Humpback whales are a species of baleen whale that live in all the world’s oceans. They are known for being a very vocal whale. Males produce a complex song which they repeat for hours at a time during their mating season in their breeding grounds.
Photo by Andy Scheffler.
Male can be heard singing starting in September in their feeding grounds here in British Columbia, often at night, as they start practicing their song for the upcoming reproductive season. Then around November, they will begin their migration south to breeding grounds near the equator, arriving back in the spring. Only a few remain in this area during the winter, and the reason is unclear to researchers.
So, imagine our confusion and excitement when we heard a humpback singing underwater in January 2023.
DIVING IN DISCOVERY PASSAGE
We had a group of divers from the mainland of British Columbia visiting for a Campbell River diving charter. Over a weekend, we dove sites around Discovery Passage, which is known for its high current flow, abundant marine life, and exciting wildlife encounters. Little did we know… we were in for an especially exciting encounter on the last dive of the weekend!
Following a dive on the HMCS Columbia wreck, we took a surface interval doing some sightseeing and looking for wildlife. We found two humpback whales, which in itself was very exciting, considering most humpbacks had already left for their summer breeding grounds. This was in early January, remember.
We were approaching slack tide, so we headed to Steep Island for the last dive of the weekend. We dropped the divers in the water and watched their bubbles slowly drifting down the wall of the narrow island.
Steep Island boasts an impressive wall of northern feather duster tubeworms. Photo by Seaproof.tv.

Listed records -
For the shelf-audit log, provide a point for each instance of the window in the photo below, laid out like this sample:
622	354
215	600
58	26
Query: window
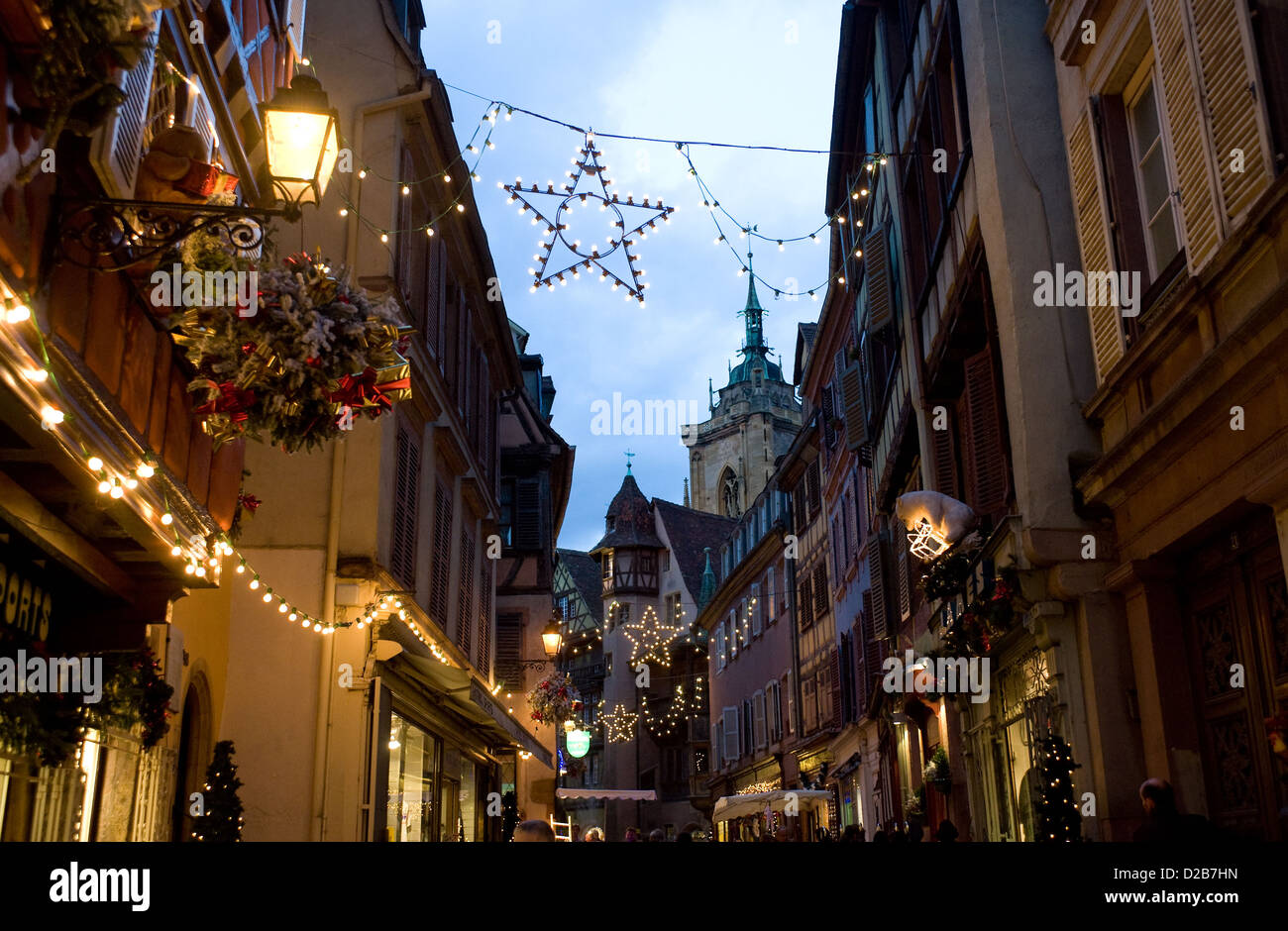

Objective -
In the humpback whale text, around what month do the whales begin migrating south to their breeding grounds near the equator?

Written solution -
Around November.